Start of Block

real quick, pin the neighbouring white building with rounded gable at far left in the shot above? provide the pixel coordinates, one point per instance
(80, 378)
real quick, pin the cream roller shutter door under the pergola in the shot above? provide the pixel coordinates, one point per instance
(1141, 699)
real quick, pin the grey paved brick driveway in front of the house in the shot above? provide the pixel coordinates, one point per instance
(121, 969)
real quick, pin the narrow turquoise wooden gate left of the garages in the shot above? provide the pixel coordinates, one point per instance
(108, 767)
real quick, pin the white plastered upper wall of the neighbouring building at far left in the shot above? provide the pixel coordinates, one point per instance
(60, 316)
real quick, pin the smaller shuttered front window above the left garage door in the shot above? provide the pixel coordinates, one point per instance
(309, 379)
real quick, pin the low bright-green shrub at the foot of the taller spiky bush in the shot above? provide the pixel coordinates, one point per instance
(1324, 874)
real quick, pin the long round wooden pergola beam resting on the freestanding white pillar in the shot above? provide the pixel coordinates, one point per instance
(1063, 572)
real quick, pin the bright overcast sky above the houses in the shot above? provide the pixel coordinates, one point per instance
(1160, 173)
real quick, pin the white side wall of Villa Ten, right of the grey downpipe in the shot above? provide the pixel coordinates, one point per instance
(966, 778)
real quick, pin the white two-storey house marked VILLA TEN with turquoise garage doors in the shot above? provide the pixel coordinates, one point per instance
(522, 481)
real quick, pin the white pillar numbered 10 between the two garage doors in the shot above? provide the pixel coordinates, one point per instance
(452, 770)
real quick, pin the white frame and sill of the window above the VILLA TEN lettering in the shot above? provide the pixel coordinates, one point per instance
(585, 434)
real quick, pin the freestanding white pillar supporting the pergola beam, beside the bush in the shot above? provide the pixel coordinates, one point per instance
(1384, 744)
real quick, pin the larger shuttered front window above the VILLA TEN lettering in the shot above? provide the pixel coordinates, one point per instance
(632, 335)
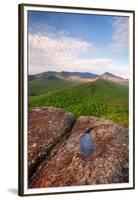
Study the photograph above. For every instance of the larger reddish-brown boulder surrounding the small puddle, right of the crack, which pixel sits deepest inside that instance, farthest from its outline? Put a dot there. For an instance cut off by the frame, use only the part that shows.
(68, 166)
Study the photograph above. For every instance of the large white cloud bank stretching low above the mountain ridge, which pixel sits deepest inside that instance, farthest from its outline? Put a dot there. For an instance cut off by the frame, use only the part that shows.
(65, 53)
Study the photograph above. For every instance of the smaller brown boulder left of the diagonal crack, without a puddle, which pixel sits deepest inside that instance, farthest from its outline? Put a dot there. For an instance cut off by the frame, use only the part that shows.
(46, 127)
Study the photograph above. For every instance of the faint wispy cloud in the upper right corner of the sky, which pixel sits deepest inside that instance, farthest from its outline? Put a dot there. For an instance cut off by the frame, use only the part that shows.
(120, 34)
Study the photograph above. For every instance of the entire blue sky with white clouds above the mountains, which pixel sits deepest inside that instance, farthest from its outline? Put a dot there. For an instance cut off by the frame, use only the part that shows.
(78, 42)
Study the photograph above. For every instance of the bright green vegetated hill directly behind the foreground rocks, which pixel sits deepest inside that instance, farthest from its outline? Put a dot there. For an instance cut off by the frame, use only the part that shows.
(100, 98)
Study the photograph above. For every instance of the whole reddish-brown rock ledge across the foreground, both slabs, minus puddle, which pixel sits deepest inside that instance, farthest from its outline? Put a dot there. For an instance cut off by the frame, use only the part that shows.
(67, 166)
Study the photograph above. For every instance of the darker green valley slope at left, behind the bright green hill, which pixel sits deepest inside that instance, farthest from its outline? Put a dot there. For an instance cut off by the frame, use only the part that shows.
(41, 86)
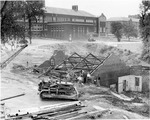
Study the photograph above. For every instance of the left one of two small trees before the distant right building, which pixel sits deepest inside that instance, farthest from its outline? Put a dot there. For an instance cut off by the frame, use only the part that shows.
(116, 29)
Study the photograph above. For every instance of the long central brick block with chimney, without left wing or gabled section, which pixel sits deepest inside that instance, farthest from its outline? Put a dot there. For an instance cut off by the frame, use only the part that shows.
(63, 23)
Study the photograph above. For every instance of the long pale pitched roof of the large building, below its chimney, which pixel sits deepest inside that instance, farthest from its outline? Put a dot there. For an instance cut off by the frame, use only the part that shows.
(63, 11)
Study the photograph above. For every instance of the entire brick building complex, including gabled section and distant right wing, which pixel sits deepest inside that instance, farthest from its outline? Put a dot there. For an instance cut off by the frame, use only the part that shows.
(60, 23)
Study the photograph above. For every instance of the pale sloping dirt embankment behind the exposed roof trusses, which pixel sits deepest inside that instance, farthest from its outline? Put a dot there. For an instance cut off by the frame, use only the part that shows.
(38, 53)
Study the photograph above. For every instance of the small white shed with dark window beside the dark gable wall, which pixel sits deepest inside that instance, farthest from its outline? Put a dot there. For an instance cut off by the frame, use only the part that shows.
(129, 83)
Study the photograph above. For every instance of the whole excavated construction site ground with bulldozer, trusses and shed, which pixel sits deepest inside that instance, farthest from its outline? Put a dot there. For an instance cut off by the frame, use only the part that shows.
(71, 80)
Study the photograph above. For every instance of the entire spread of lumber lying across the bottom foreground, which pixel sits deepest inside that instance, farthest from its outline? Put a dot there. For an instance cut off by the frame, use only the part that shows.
(64, 111)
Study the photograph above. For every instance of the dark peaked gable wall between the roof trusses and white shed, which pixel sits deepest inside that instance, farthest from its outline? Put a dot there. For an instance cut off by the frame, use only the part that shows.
(110, 70)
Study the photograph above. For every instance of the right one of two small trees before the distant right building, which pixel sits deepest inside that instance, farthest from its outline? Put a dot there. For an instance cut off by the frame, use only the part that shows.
(129, 30)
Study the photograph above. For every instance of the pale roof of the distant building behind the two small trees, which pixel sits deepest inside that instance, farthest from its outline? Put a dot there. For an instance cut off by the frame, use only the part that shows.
(122, 19)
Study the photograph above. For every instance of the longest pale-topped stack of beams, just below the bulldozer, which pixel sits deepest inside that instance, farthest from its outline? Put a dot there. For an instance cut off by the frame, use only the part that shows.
(46, 111)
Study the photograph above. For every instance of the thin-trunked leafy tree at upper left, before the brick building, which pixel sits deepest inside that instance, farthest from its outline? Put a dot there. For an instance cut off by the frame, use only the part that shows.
(32, 10)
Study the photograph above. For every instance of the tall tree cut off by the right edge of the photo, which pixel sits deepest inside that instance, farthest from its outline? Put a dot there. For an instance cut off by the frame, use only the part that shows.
(145, 29)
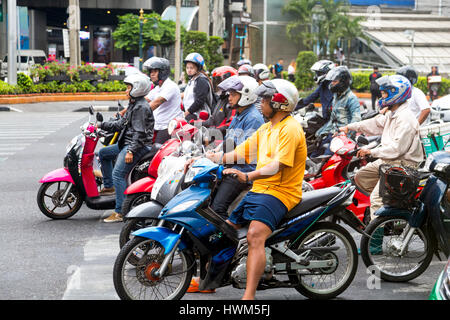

End of Block

- [WHAT IS REQUIRED]
For this exercise, transcribe the data exactly but without its pictures.

- [RESPONSE AREA]
real quick, pin the neighbouring white building with rounded gable at far left in the shot above? provide the pixel coordinates, one point per instance
(80, 378)
real quick, pin the cream roller shutter door under the pergola in the shot above? provide the pixel coordinates, one point per instance
(1141, 699)
real quick, pin the grey paved brick driveway in front of the house in the shot above? provide the pixel coordinates, one point per instance
(121, 969)
real quick, pin the narrow turquoise wooden gate left of the garages in the shot above? provide the pixel coordinates, one point per instance
(108, 767)
real quick, pin the white plastered upper wall of the neighbouring building at far left in the shot above? provide the pixel coordinates, one point per instance
(60, 316)
real quick, pin the smaller shuttered front window above the left garage door in the shot above? provide the pixel coordinates, one point per instance
(309, 379)
real quick, pin the low bright-green shrub at the foot of the taller spiky bush in the shot above? provide the pixel coordinates, one point per instance
(1324, 874)
real quick, pin the long round wooden pergola beam resting on the freestanding white pillar in the shot above? provide the pixel coordinates, one point per instance
(1063, 572)
real quick, pin the bright overcast sky above the houses in the shot above? provide the pixel coordinates, one point per instance
(1160, 173)
real quick, pin the white side wall of Villa Ten, right of the grey downpipe in the shot above? provide the pixel coordinates, one point per instance
(966, 778)
real quick, pin the white two-storey house marked VILLA TEN with turquoise garage doors in the shot above? provide the pixel coordinates, one point per instance
(522, 481)
real quick, pin the white pillar numbered 10 between the two garage doors in the shot above? provide the pixel coordinates, one point per instance
(452, 770)
real quick, pin the white frame and sill of the window above the VILLA TEN lettering in the shot above? provide the pixel coordinates, one point per instance
(585, 434)
real quick, pin the freestanding white pillar supporting the pergola beam, beside the bush in the shot above? provide the pixel coordinates, one point per instance
(1384, 744)
real quick, pin the larger shuttered front window above the VILLA TEN lettering in the shot above? provide the pixel coordinates, one point per instance
(632, 335)
Study the photograph above. For every instance of the larger reddish-brown boulder surrounding the small puddle, right of the crack, which pixel sits deepest inside that instance, farthest from its outline? Put a dot there. For an instance cut off by the frame, use only the part that shows.
(68, 166)
Study the photograph above. For every instance of the large white cloud bank stretching low above the mountain ridge, which pixel sits deepest inside that instance, farthest from its outline? Put a dot there. For an instance cut off by the frame, use only the part that shows.
(65, 53)
Study the photograph above. For every instance of the smaller brown boulder left of the diagonal crack, without a puddle, which pixel sits deepest inside that instance, farthest from its outline? Put a dot there. For an instance cut off by the frame, use only the part that shows.
(46, 127)
Study the photograph above. For every instance of the faint wispy cloud in the upper right corner of the sky, which pixel sits deepest inside that instance, farthest from its outline? Put a dot there. For an instance cut off by the frame, use only the part that shows.
(120, 34)
Study the photograph above. For every instance of the entire blue sky with white clouds above the mountains, which pixel sits deepest inside that instance, farthest from its outline? Put a dot there. For an instance cut off by the frame, use only the part that shows.
(78, 42)
Study the photograph above. For every instance of the bright green vegetated hill directly behind the foreground rocks, which pixel sits deepest inside that instance, farthest from its outline? Put a dot there. For an instance cut off by the frame, use only the part that shows.
(100, 98)
Study the photograph above. For every instance of the whole reddish-brown rock ledge across the foreground, both slabs, minus puddle, which pixel sits deepest inside that instance, farthest from its outline? Put a dot there. For an instance cut off by the frame, use only the part that shows.
(67, 166)
Study the photograph above. For every instance of the darker green valley slope at left, behind the bright green hill, which pixel sits deepest inside that instance, farthest from its outline? Put a dot there. For an instance cut off by the frame, use only the part that shows.
(41, 86)
Study the photograph above. For every instance of the left one of two small trees before the distant right building, which pixel sits deepest inside that instance, farthest from its outline? Put a dot there. For an instance cut off by the frame, use only the part that shows.
(116, 29)
Study the photograph above. For every instance of the long central brick block with chimney, without left wing or gabled section, which pixel sits deepest inside that instance, farthest from its outline? Put a dot there. For an instance cut off by the frame, use only the part that shows.
(63, 23)
Study the photograph above. For every instance of the long pale pitched roof of the large building, below its chimney, which pixel sits deepest inside that instance, farthest from its outline? Put a dot there. For an instance cut off by the frame, use only the part that shows.
(63, 11)
Study the photograph above. For every instance of the entire brick building complex, including gabled section and distant right wing, which pixel sits deepest inside that instance, farthest from its outline? Put a dot there. For an instance cut off by the frame, use only the part that shows.
(60, 23)
Study the photograph above. For every instance of the pale sloping dirt embankment behind the exposed roof trusses, which pixel sits deepest inside that instance, farthest from its outline? Put a dot there. For an instance cut off by the frame, use only the part that shows.
(38, 53)
Study the photograph above. For every instance of the small white shed with dark window beside the dark gable wall, which pixel sits deepest inside that instance, farthest from its outline? Put a dot there. For an instance cut off by the frame, use only the part that shows.
(129, 83)
Study the photograph above. For every instance of the whole excavated construction site ground with bulldozer, trusses and shed, which pixel sits deepest inside that instance, farthest from its outline? Put a dot there. For an instance cut off by the frame, use only the part that shows.
(71, 80)
Study the photograph above. For every instance of the entire spread of lumber lying across the bottom foreground, which pixel sits deepest inside that instance, farthest from its outline? Put a dot there. For an instance cut off by the frame, use only the part that shows.
(64, 111)
Study the photograph above. For every instance of the dark peaked gable wall between the roof trusses and white shed, which pixel sits deepest inside that instance, farthest from its outline? Put a dot there. For an instance cut off by the frame, use only the part that shows.
(110, 70)
Study the photograph above. For every instance of the right one of two small trees before the distant right building, which pixel sits deepest inside that instance, farthest from its outline? Put a dot there. For an instance cut off by the frame, use only the part that shows.
(129, 30)
Study the photograph above. For every instance of the pale roof of the distant building behind the two small trees, which pixel sits deepest inside that instance, farthest from its outline? Put a dot there. For an instance cut off by the frame, use only the part that shows.
(122, 19)
Study the photograph above. For every instance of the longest pale-topped stack of beams, just below the bulldozer, which pixel sits deepest inside that instance, farthest from its outline? Put a dot there. For an instance cut off by the frame, use only the part that shows.
(46, 111)
Study the photograph above. For every instance of the thin-trunked leafy tree at upper left, before the brick building, which pixel sits deepest inside that instance, farthest from its outline? Put a dot there. For an instance cut off by the frame, use only the part that shows.
(32, 10)
Study the photograph above. For every instance of the tall tree cut off by the right edge of the photo, which pixel sits deepest inside that instance, farthest from its outline? Put a dot there. For an instance cut off by the frame, use only the part that shows.
(145, 29)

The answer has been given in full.